**Exercise prompt**: Filter the entries below and copy out every line that contains the string "light".

**Exercise materials**:
+++

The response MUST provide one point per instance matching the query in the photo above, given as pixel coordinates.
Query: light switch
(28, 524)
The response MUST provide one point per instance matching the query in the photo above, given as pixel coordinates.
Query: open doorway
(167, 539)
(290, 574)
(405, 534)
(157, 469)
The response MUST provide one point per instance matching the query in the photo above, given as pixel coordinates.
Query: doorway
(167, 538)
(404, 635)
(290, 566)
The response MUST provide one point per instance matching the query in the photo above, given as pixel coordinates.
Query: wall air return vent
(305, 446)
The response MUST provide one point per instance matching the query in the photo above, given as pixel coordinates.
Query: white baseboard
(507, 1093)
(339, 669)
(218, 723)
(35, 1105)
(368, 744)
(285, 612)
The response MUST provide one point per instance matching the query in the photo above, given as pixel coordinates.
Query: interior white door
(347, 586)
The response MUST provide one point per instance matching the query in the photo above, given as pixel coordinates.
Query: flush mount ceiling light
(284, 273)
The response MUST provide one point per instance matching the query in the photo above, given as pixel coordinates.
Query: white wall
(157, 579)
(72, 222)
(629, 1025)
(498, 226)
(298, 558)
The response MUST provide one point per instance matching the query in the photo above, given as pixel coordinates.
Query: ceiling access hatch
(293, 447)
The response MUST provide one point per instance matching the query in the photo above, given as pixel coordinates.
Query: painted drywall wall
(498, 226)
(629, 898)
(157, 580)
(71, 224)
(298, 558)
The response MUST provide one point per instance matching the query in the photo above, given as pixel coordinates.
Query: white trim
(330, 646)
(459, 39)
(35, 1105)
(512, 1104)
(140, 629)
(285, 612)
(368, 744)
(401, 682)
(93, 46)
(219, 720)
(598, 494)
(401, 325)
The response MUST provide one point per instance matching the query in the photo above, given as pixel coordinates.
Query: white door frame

+++

**Task answer**:
Query: light switch
Query: flush mount ceiling light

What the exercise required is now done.